Given data:
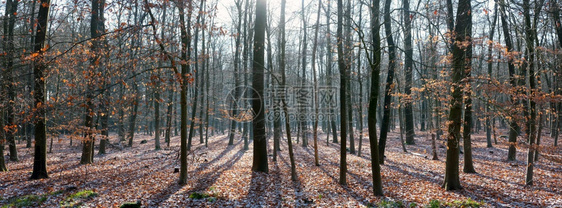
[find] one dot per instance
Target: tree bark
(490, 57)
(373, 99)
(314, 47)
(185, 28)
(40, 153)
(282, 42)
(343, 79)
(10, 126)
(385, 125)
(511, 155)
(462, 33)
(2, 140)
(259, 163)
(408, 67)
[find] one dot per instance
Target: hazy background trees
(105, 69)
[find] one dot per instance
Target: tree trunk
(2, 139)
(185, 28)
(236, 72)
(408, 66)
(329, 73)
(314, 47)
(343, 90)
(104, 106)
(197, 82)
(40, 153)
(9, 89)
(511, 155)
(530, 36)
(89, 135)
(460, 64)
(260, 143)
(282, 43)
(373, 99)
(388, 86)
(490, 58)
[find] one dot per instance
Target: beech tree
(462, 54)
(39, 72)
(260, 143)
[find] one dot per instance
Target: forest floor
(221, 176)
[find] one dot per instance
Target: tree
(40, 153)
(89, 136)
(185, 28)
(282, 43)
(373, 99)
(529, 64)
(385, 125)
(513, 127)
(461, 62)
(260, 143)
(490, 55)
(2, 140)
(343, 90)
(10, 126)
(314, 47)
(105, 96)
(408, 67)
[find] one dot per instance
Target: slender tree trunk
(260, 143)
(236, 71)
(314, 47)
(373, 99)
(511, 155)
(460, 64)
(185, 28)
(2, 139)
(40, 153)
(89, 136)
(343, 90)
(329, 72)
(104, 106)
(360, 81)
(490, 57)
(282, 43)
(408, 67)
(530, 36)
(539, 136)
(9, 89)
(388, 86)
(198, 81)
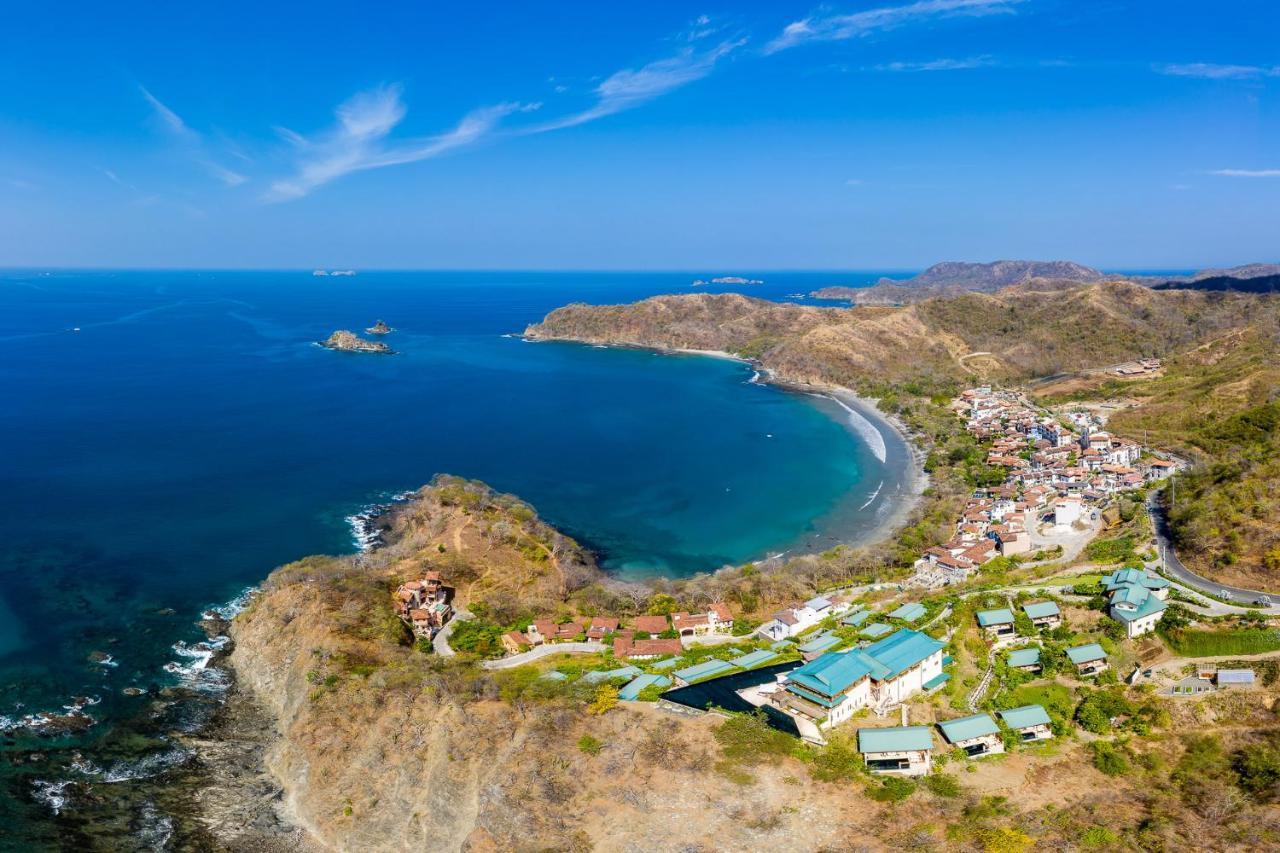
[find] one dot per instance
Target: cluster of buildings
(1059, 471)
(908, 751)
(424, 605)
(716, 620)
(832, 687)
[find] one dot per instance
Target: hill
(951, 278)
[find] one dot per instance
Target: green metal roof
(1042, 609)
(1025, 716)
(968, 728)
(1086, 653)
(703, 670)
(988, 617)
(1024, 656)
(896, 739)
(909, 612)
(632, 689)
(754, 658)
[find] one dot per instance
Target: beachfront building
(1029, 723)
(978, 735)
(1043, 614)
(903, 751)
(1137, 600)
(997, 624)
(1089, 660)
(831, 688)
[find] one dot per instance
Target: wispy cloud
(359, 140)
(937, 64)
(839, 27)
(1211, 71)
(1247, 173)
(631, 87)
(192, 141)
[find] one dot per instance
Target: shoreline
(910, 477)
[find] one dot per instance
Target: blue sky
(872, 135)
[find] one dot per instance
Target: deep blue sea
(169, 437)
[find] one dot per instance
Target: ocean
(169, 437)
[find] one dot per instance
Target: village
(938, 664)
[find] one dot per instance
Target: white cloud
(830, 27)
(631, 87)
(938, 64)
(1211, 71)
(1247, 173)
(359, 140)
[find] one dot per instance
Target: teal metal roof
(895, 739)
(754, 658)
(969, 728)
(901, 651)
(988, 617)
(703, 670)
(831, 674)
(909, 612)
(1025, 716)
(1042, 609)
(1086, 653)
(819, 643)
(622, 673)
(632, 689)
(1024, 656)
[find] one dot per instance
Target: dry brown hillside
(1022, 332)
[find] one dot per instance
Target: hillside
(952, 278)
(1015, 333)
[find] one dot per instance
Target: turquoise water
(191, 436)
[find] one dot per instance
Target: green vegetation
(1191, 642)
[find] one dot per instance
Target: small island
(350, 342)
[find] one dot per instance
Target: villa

Problem description: Pictures stay out; the records above are otherwise reproduced exactly.

Solution to the problem:
[find] one dot per instance
Target: tree bark
(490, 57)
(373, 99)
(314, 47)
(185, 28)
(40, 153)
(282, 42)
(343, 79)
(10, 126)
(385, 125)
(511, 155)
(462, 33)
(2, 140)
(259, 163)
(408, 67)
[find] one dot per instance
Target: hazy background trees
(105, 69)
[find] one dot per instance
Target: tree trunk
(2, 139)
(185, 28)
(236, 72)
(408, 66)
(329, 73)
(314, 47)
(343, 90)
(104, 106)
(197, 82)
(40, 153)
(9, 89)
(511, 155)
(530, 36)
(89, 135)
(460, 64)
(260, 143)
(282, 43)
(373, 99)
(388, 86)
(490, 58)
[find] one dot per instance
Target: beech tree
(462, 54)
(39, 72)
(260, 143)
[find] one dot per instance
Target: forest floor
(221, 176)
[find] one dot per instance
Target: tree
(40, 153)
(89, 136)
(185, 28)
(282, 43)
(373, 99)
(529, 64)
(385, 125)
(513, 127)
(461, 62)
(260, 143)
(490, 55)
(2, 140)
(343, 90)
(10, 126)
(314, 47)
(105, 96)
(408, 67)
[find] one dot per instance
Target: slender tree trunk
(260, 143)
(236, 71)
(314, 47)
(373, 99)
(511, 155)
(460, 64)
(185, 28)
(2, 139)
(40, 153)
(89, 136)
(343, 90)
(329, 72)
(104, 106)
(360, 81)
(490, 57)
(282, 43)
(408, 67)
(530, 36)
(539, 136)
(9, 89)
(388, 86)
(198, 81)
[find] one dot per instance
Target: cluster of buildings
(1059, 471)
(908, 751)
(424, 605)
(716, 620)
(832, 687)
[find] one dot per instance
Target: hill
(951, 278)
[find] one dot per instance
Target: green metal roof
(1042, 609)
(1025, 716)
(968, 728)
(1086, 653)
(703, 670)
(988, 617)
(1024, 656)
(896, 739)
(909, 612)
(632, 689)
(754, 658)
[find] one dot per instance
Target: beachfront building
(1029, 723)
(978, 735)
(1043, 614)
(903, 751)
(1137, 600)
(997, 624)
(1089, 660)
(831, 688)
[find] one dot per instance
Target: wispy cloud
(359, 140)
(937, 64)
(839, 27)
(1211, 71)
(1247, 173)
(631, 87)
(192, 141)
[find] one dot per instance
Target: shoreline
(910, 477)
[find] one dot per instance
Target: blue sky
(872, 135)
[find] one dot per instance
Target: deep blue sea
(169, 437)
[find] one dot per instance
Target: ocean
(169, 437)
[find] one dot per instance
Target: village
(938, 664)
[find] one dot per instance
Target: white cloud
(830, 27)
(631, 87)
(938, 64)
(1211, 71)
(1247, 173)
(359, 140)
[find] one dot per instance
Target: teal metal roof
(895, 739)
(754, 658)
(969, 728)
(901, 651)
(988, 617)
(703, 670)
(831, 674)
(909, 612)
(1025, 716)
(1042, 609)
(1086, 653)
(819, 643)
(622, 673)
(632, 689)
(1024, 656)
[find] one dot per instance
Target: dry brown hillside
(1022, 332)
[find] one dot per instance
Target: hillside
(952, 278)
(1015, 333)
[find] one dot per instance
Target: turquoise water
(191, 436)
[find] one dot per instance
Target: green vegetation
(1191, 642)
[find] one dot per instance
Target: small island
(350, 342)
[find] one dot per instance
Target: villa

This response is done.